Extracted data:
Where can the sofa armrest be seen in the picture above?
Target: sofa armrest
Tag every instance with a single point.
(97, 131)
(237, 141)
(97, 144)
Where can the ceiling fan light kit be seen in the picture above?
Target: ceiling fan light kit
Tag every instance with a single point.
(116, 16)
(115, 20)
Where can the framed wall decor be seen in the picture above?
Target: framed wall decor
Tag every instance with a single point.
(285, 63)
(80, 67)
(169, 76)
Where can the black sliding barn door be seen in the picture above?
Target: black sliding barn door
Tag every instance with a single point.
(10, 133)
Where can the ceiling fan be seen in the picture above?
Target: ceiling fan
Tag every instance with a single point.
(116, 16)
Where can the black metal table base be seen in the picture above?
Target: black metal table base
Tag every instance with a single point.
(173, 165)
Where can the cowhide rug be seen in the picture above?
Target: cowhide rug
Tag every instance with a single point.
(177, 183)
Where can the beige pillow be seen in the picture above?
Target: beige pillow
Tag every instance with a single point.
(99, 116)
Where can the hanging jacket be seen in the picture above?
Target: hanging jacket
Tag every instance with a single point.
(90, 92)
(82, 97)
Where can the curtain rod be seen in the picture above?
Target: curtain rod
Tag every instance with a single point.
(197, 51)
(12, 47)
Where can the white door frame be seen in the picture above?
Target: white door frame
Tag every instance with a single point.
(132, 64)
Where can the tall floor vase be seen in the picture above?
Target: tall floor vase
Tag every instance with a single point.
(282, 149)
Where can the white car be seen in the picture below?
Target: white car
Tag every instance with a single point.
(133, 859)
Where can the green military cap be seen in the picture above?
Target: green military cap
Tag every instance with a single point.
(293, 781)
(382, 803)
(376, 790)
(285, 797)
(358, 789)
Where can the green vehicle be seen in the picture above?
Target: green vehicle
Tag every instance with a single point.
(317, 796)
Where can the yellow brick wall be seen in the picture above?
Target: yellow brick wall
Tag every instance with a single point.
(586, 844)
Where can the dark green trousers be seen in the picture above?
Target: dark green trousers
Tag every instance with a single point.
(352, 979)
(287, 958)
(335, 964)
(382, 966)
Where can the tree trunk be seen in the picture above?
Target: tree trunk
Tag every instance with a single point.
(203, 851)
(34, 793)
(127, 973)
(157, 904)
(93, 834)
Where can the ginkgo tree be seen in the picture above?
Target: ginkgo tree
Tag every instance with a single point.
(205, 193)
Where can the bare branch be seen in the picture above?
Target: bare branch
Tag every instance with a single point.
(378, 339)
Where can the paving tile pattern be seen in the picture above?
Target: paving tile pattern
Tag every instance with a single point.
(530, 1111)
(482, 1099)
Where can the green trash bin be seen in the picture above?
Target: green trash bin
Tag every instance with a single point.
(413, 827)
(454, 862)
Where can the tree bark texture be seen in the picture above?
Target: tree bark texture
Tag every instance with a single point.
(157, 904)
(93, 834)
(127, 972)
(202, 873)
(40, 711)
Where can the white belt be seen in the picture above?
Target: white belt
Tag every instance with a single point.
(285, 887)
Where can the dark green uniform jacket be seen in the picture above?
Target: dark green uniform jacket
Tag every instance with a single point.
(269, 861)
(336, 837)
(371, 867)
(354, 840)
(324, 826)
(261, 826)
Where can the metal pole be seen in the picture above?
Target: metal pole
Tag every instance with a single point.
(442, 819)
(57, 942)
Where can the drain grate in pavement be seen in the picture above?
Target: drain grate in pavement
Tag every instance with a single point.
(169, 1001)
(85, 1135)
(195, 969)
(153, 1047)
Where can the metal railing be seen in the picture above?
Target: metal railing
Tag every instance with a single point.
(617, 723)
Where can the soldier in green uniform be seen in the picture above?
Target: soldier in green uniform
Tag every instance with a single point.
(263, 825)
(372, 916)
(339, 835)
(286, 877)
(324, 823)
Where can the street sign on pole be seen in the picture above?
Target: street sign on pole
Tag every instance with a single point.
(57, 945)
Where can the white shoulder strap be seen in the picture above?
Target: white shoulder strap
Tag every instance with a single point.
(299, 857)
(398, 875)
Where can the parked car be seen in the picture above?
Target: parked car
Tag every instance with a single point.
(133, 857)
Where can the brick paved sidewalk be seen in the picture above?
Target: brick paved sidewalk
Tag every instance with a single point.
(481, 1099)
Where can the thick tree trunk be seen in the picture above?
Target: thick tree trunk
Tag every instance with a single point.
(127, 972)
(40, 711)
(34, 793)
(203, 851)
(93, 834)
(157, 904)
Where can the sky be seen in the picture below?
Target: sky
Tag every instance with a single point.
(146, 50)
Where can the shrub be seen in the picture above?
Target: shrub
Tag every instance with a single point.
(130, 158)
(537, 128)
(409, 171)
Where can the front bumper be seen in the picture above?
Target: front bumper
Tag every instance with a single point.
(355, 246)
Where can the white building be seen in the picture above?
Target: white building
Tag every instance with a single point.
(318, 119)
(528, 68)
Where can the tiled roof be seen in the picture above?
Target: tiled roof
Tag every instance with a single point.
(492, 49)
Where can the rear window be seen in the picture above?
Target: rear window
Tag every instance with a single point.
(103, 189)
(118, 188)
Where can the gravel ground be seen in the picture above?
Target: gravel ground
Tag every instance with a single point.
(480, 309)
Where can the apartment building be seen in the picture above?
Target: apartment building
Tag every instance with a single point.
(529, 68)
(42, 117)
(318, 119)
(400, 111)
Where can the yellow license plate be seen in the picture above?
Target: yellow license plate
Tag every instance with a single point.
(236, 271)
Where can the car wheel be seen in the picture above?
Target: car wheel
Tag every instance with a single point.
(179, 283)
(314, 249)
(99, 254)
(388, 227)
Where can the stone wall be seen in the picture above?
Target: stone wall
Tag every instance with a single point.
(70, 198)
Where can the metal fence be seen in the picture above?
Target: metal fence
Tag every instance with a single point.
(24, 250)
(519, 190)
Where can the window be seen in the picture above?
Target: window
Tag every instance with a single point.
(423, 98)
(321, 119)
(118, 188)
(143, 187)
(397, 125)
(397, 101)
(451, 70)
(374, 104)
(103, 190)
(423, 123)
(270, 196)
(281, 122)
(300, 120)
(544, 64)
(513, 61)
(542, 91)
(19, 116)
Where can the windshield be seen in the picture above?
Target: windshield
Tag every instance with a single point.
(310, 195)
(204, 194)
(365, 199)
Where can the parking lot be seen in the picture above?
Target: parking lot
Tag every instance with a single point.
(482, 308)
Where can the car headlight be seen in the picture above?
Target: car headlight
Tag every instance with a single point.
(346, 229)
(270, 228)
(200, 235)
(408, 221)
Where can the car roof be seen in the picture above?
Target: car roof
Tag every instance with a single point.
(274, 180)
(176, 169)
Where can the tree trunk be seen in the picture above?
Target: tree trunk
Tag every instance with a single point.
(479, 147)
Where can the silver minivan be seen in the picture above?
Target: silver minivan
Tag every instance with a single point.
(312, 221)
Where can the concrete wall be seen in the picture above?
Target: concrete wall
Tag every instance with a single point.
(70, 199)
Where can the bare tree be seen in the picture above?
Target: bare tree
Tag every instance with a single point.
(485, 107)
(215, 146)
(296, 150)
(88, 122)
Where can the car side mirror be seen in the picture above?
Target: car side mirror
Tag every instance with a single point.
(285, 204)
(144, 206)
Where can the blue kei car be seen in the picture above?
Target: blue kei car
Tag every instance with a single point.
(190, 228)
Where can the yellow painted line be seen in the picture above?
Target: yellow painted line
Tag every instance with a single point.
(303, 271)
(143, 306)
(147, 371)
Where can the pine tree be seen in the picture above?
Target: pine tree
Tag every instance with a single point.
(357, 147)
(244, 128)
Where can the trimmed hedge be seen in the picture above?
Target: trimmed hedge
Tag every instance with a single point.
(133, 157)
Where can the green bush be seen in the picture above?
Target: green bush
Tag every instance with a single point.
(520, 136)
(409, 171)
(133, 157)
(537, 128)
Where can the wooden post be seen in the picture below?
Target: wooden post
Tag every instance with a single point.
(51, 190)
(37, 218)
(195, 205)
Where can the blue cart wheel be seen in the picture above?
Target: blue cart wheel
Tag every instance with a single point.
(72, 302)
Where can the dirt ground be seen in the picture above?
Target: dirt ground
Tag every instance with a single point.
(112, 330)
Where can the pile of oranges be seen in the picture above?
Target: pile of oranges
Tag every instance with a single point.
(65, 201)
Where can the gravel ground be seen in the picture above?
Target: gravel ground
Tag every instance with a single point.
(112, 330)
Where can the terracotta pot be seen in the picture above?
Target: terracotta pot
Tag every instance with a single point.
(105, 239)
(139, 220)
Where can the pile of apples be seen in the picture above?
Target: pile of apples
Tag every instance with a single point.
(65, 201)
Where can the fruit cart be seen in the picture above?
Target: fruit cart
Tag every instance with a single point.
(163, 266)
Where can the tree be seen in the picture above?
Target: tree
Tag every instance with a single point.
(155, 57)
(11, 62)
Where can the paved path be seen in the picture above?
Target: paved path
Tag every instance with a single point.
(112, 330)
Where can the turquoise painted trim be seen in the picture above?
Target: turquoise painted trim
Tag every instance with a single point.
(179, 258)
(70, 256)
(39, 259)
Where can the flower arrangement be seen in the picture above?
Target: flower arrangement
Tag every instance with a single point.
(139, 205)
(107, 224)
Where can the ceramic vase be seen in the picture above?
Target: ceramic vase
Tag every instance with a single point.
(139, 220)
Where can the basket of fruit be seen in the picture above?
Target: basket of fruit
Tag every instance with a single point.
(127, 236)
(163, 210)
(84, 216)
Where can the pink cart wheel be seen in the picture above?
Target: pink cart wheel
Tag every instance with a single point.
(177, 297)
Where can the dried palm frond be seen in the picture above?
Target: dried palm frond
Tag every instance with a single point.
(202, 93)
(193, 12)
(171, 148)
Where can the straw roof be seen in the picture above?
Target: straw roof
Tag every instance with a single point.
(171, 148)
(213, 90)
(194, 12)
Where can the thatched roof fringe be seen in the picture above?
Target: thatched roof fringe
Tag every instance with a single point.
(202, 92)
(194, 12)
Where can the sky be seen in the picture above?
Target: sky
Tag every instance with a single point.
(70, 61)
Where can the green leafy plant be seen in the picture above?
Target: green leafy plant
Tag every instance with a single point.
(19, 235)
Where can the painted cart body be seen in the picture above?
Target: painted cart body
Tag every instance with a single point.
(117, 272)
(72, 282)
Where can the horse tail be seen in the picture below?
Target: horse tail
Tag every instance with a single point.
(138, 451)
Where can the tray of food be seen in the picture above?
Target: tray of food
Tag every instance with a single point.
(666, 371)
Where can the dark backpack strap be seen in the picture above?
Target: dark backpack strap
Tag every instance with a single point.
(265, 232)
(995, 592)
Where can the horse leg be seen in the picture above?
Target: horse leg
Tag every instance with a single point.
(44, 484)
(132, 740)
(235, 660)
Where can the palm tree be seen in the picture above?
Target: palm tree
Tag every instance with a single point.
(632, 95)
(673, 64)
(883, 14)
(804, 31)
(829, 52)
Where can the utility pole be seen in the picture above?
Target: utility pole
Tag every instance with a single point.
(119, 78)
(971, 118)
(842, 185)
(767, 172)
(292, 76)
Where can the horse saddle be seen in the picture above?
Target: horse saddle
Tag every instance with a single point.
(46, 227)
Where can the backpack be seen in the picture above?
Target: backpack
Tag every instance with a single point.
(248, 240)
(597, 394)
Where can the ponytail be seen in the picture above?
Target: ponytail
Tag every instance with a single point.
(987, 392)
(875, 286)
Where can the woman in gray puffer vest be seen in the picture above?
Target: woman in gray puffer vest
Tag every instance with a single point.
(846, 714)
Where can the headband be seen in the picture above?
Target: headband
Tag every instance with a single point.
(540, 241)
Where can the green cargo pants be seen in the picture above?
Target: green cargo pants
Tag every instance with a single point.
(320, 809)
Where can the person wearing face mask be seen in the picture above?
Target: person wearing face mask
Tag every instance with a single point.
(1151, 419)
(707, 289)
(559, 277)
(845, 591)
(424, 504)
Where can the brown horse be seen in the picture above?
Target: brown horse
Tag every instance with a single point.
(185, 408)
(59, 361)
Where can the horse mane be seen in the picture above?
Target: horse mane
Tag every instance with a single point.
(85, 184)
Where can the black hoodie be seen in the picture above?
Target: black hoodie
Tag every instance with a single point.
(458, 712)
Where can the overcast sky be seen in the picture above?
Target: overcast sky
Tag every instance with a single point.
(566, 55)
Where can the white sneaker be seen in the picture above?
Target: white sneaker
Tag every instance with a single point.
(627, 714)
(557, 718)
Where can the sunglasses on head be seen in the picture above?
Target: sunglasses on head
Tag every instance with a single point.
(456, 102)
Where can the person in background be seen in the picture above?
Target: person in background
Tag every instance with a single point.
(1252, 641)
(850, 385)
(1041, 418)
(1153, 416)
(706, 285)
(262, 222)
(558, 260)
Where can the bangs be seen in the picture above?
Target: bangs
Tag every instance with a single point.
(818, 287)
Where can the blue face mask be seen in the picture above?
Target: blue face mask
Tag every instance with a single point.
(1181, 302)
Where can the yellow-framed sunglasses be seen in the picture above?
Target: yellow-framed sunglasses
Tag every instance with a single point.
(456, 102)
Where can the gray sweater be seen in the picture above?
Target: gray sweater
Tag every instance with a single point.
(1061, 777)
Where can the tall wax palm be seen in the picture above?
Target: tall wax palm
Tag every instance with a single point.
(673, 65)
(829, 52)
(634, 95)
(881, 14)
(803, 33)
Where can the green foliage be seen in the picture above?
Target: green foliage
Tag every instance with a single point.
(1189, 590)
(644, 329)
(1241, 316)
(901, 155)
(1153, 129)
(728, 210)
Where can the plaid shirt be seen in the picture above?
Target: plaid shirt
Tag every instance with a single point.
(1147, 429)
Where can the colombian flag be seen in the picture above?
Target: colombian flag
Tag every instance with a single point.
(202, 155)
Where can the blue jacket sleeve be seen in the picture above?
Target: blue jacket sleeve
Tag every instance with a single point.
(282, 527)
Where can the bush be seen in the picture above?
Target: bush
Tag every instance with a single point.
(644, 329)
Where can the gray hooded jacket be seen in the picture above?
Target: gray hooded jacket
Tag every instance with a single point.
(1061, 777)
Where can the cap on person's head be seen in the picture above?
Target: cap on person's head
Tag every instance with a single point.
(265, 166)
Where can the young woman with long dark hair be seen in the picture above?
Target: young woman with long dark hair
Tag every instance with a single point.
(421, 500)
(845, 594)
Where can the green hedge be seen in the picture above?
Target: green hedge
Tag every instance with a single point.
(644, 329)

Task to carry out: Within the data above, the lines from the one with "Where can the white belt" to the one with "Where can the white shoulder" must be repeated exactly; no other line belongs in the answer.

Written solution:
Where can the white belt be seen in the picture above?
Target: white belt
Tag every instance with a single point.
(285, 887)
Where can the dark green uniform jacket be seen in the picture above?
Target: dark green uniform jacket
Tag every instance with a single point.
(269, 861)
(336, 837)
(371, 867)
(354, 840)
(324, 826)
(261, 826)
Where can the metal pole be seen in the picture above?
Target: metal pole
Tag every instance with a single point.
(442, 819)
(57, 942)
Where can the drain grate in pavement be seen in the picture above?
Target: drain grate in pavement
Tag every instance with a single point.
(169, 1001)
(85, 1135)
(195, 969)
(153, 1047)
Where can the metal railing be seen in the picture above?
Target: metal railing
Tag every instance with a single point.
(617, 723)
Where can the soldier in green uniform be seen in the picture above?
Target: soldier in green uniform
Tag every instance with a single point.
(263, 825)
(372, 916)
(339, 835)
(286, 877)
(324, 823)
Where can the street sign on pole be seen in the picture above?
Target: street sign on pole
Tag every instance with a single point.
(57, 945)
Where can the white shoulder strap be seen in the picture above?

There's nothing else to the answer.